## TASK TO COMPLETE
Which lines of the listing contain the string "clicks"? Pick out each of them and copy it in full.

## SUPPLIED INFORMATION
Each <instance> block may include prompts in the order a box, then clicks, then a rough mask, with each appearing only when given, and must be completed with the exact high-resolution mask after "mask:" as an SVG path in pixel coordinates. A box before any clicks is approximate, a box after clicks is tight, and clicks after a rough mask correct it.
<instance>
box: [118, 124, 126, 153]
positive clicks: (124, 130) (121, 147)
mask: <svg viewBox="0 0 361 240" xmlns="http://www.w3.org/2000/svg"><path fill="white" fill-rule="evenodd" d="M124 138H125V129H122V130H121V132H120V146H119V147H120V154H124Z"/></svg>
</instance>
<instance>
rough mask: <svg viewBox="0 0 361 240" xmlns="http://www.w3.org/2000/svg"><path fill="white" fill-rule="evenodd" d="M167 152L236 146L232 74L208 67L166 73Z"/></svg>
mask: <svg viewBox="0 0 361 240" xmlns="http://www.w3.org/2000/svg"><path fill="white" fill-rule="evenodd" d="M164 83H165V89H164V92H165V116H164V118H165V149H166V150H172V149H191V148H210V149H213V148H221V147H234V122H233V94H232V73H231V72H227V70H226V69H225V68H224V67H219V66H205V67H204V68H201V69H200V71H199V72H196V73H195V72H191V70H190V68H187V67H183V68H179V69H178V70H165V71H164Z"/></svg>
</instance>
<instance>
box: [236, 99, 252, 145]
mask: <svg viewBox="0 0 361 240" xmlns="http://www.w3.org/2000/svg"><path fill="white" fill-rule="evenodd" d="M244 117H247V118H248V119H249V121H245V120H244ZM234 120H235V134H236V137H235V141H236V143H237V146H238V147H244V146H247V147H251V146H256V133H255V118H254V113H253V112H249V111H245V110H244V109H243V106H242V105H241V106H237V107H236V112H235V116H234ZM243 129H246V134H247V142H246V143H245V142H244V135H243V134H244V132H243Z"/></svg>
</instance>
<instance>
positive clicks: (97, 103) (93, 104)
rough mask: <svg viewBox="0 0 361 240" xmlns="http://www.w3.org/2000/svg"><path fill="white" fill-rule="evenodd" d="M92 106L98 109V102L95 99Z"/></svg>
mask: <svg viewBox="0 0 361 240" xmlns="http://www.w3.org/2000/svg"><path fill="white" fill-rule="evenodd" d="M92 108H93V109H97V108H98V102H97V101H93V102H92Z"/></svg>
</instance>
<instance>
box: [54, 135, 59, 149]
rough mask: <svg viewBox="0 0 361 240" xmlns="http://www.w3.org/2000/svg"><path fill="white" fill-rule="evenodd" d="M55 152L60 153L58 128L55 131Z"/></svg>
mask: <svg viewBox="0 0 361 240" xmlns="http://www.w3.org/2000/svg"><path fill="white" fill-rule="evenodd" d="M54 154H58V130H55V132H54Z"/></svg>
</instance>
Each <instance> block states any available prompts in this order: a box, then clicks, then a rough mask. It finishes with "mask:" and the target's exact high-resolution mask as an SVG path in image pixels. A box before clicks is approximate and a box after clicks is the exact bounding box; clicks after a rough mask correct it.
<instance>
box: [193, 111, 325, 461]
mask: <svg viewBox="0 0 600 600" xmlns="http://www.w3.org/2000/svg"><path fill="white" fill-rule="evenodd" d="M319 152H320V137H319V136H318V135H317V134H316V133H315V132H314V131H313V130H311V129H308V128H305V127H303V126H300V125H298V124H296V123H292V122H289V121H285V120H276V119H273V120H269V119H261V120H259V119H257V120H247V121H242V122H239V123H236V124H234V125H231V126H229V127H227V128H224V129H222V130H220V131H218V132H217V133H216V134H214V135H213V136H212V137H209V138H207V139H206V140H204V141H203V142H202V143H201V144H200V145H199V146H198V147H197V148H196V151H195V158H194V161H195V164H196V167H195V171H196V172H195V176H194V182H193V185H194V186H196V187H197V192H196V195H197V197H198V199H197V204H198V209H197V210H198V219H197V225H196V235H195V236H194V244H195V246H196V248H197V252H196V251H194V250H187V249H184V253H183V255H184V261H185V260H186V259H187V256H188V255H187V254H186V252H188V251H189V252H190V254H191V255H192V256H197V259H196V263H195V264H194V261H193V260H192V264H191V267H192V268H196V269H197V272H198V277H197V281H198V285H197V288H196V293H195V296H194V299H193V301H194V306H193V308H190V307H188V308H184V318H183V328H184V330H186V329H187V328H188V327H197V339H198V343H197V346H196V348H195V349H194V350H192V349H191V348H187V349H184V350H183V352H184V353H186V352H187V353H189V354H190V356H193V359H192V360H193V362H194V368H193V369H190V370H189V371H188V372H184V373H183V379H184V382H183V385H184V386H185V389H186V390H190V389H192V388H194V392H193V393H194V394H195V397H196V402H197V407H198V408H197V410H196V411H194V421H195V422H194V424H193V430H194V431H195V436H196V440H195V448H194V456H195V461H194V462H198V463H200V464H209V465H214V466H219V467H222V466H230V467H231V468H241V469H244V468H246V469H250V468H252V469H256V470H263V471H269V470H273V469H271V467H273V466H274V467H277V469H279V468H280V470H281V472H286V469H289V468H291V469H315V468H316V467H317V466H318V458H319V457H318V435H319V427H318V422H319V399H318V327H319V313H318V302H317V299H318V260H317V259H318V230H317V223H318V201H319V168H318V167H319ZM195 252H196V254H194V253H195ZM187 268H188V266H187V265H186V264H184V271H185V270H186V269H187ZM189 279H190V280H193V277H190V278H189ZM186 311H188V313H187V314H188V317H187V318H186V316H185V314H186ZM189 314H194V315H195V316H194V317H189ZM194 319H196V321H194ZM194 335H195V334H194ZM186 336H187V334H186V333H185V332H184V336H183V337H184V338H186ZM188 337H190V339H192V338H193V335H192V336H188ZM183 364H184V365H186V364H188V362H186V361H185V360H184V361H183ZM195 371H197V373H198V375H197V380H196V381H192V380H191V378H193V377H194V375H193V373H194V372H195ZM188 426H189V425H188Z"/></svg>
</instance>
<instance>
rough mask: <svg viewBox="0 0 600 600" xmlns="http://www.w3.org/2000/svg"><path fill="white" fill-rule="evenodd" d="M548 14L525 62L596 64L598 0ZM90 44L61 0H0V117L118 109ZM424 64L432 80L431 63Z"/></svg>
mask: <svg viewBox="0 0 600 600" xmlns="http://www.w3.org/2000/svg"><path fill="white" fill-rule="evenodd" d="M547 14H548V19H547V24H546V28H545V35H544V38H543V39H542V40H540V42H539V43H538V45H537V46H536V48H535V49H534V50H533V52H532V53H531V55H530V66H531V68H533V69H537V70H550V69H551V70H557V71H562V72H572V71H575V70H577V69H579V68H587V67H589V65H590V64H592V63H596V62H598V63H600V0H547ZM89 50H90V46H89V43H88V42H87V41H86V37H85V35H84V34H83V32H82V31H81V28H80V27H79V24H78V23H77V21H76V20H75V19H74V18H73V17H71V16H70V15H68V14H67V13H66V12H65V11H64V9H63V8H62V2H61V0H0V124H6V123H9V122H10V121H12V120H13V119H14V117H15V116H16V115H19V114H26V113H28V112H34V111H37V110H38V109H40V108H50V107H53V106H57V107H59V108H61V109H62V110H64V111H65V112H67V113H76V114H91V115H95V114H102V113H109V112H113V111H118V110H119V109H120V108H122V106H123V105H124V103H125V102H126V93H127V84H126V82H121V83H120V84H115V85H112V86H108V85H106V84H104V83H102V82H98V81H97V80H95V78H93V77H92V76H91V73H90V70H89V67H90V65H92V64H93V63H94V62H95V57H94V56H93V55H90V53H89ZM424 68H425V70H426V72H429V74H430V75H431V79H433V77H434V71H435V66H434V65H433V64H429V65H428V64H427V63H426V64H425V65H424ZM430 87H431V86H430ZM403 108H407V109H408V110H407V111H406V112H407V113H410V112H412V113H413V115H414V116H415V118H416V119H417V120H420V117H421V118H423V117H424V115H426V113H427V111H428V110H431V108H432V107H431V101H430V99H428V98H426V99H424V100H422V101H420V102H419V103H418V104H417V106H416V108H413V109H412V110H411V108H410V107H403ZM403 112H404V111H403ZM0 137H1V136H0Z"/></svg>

## FINISHED EXERCISE
Each <instance> block may include prompts in the order a box, then clicks, then a rough mask, with each appearing only when given, and must be completed with the exact high-resolution mask after "mask:" as an SVG path in pixel coordinates. A box before any clicks is approximate, a box after clicks is tight, and clicks after a rough mask correct it.
positive clicks: (124, 130) (121, 147)
positive clicks: (97, 103) (93, 104)
Each <instance> block states any available prompts in this order: a box, then clicks, then a rough mask. It finishes with "mask:" and the target's exact high-resolution mask as an SVG path in image pixels. A box before clicks is approximate and a box after clicks is the exact bounding box; clicks after a rough mask correct it.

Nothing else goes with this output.